TO DO: Give the lines of the entries as a JSON list of strings, one string per line, leaving out blank lines. Begin at the line containing "the dry sand?" and go through the end of the entries.

GIVEN INFORMATION:
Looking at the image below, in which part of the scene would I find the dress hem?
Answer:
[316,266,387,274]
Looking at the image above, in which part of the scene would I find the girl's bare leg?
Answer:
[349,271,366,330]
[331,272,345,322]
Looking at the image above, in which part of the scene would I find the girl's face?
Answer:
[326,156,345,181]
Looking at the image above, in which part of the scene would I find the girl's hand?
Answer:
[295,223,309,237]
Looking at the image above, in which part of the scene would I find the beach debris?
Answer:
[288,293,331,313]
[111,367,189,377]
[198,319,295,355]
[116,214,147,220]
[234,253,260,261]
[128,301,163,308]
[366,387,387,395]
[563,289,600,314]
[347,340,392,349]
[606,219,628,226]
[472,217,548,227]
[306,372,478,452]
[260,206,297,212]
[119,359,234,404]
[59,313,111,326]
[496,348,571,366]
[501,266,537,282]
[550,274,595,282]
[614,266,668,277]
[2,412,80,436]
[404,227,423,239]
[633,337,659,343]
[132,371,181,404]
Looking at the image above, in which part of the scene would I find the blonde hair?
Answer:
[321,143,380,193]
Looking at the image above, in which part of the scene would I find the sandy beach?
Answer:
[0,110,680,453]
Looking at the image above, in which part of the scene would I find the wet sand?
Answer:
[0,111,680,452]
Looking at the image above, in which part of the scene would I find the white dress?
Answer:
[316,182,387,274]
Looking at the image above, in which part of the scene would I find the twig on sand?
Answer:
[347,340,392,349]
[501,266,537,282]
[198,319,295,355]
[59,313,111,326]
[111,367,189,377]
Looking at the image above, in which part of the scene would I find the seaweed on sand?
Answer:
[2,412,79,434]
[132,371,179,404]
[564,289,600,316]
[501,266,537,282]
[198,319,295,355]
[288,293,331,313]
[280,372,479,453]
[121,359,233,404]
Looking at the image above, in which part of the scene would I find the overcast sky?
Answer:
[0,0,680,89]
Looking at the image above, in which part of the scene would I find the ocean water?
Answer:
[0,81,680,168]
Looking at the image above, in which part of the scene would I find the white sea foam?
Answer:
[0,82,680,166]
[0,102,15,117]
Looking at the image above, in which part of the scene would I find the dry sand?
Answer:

THE OUTPUT:
[
  "Looking at the image above, in which part of the scene would I find the dry sand?",
  "Answer:"
]